PROBLEM:
Whatever the listing holds, output it without alteration.

DATA EXTRACTS:
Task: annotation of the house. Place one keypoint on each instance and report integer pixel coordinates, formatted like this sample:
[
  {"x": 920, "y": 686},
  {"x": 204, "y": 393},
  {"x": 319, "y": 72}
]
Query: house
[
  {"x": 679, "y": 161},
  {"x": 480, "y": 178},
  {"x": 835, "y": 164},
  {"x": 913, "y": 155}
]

SOLUTION FOR THIS TASK:
Task: annotation of the house. Place one keypoint on each instance and report integer pixel coordinates, formatted like this sample:
[
  {"x": 920, "y": 686},
  {"x": 204, "y": 393},
  {"x": 319, "y": 72}
]
Query: house
[
  {"x": 679, "y": 161},
  {"x": 480, "y": 178},
  {"x": 835, "y": 164},
  {"x": 913, "y": 155}
]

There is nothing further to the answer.